# [Exercise]
Please copy the stretch of data from the line containing "Target: distant tree line" through the end, switching "straight edges" to "straight sides" and leaving everything else unchanged.

[Recorded data]
◇ ◇ ◇ ◇ ◇ ◇ ◇

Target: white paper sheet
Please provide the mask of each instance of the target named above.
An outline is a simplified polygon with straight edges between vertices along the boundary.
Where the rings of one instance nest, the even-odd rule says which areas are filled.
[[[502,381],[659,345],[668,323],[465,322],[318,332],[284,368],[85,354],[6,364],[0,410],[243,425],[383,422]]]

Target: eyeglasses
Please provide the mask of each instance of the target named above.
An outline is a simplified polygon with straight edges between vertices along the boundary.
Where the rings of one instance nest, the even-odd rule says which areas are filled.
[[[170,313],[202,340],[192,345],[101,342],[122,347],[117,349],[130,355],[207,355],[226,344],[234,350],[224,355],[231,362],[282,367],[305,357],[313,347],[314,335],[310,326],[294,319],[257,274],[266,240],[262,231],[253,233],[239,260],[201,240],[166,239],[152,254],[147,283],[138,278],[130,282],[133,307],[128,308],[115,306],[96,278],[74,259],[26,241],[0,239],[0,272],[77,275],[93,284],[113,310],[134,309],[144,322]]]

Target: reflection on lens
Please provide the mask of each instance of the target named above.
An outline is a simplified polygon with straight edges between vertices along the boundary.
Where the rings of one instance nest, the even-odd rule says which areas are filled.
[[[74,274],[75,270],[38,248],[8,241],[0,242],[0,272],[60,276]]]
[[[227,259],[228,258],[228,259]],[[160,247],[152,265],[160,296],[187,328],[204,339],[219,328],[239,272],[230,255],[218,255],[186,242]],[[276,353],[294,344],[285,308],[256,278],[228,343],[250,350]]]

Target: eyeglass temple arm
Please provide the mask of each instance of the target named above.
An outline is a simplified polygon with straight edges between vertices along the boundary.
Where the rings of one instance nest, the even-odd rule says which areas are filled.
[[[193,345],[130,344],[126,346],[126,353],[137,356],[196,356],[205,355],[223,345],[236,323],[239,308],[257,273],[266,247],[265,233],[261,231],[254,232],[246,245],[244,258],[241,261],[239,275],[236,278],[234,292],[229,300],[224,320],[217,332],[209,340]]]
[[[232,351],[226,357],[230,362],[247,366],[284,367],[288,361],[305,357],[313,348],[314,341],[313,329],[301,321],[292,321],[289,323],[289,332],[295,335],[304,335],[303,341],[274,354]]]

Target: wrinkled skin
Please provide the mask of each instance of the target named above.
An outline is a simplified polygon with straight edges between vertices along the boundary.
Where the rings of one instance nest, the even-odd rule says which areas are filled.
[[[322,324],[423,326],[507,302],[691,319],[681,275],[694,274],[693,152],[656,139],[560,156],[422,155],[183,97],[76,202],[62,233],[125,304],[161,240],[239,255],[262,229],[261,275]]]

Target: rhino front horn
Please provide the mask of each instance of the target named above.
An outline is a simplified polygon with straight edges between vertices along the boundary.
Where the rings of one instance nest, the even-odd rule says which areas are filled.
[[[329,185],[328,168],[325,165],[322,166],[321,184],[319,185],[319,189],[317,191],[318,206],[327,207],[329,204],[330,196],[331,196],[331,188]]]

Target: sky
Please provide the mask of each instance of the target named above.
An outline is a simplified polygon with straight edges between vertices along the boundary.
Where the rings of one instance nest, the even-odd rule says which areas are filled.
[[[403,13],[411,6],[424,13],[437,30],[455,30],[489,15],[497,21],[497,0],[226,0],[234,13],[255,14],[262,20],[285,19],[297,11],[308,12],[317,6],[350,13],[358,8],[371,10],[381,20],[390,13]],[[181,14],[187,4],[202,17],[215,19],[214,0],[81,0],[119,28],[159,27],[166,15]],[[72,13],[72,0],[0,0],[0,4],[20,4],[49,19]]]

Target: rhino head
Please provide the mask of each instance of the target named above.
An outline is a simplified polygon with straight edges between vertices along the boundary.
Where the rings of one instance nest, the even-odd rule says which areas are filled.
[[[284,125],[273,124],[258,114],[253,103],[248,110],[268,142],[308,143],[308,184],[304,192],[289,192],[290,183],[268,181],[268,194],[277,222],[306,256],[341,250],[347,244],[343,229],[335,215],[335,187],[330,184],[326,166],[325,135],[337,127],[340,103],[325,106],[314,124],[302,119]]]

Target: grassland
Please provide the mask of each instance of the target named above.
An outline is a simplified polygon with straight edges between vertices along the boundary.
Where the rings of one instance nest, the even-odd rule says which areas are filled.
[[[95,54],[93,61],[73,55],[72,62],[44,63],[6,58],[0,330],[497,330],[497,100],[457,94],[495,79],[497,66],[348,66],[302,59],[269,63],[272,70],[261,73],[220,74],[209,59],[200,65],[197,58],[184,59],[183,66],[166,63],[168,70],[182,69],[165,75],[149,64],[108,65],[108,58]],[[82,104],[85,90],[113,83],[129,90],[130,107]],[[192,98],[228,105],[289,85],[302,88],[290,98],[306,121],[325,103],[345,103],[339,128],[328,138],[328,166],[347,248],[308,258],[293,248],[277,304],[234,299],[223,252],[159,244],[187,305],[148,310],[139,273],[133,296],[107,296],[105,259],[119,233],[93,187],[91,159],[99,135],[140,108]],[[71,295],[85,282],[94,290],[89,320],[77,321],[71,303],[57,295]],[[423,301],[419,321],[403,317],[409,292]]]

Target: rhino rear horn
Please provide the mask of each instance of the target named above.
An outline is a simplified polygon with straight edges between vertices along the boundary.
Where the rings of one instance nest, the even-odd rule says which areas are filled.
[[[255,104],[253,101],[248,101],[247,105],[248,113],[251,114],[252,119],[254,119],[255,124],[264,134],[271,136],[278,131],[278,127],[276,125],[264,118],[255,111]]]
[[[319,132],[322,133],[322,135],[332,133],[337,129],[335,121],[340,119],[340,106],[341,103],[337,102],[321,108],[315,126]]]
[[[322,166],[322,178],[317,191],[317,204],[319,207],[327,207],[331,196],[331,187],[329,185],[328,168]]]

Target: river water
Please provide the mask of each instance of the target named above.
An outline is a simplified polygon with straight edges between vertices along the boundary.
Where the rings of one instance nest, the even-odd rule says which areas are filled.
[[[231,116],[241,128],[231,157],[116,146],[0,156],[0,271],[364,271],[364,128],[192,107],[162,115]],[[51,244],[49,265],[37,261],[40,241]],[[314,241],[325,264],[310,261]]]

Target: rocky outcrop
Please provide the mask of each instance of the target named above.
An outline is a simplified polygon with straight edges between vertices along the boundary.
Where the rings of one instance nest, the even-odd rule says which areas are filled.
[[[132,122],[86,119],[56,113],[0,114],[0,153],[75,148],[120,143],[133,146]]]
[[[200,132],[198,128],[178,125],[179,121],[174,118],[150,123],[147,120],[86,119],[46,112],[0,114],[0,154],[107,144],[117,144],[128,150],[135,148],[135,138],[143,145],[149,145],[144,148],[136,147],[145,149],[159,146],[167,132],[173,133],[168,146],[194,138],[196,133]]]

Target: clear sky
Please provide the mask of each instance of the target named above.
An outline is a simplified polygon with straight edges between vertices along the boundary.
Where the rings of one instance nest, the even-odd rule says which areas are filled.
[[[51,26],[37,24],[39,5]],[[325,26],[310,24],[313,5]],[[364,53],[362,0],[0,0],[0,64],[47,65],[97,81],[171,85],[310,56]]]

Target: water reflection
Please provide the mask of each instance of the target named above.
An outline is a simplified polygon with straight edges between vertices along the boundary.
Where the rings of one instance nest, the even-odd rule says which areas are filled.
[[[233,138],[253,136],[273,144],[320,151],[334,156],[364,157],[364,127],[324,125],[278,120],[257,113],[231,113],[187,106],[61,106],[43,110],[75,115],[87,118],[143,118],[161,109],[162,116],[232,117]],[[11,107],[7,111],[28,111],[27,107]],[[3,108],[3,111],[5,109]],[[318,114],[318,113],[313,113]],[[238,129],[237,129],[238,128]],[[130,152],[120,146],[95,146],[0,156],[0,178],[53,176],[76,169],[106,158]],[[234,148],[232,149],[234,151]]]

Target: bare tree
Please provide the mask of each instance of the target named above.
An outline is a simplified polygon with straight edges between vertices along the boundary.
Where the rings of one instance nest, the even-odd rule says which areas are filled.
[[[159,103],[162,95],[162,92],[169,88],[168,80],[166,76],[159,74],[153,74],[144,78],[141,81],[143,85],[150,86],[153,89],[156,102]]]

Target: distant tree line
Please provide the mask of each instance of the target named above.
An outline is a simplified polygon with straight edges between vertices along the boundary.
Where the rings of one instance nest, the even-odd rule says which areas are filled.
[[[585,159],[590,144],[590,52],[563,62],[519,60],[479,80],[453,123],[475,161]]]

◇ ◇ ◇ ◇ ◇ ◇ ◇

# [Task output]
Target: distant tree line
Please provide the mask of each instance of the target named above.
An outline is a simplified polygon with straight sides between vertices along the boundary.
Where the rings of one instance nest, the even-odd rule says which areas are filled.
[[[585,159],[590,144],[590,52],[563,62],[519,60],[479,80],[453,123],[475,161]]]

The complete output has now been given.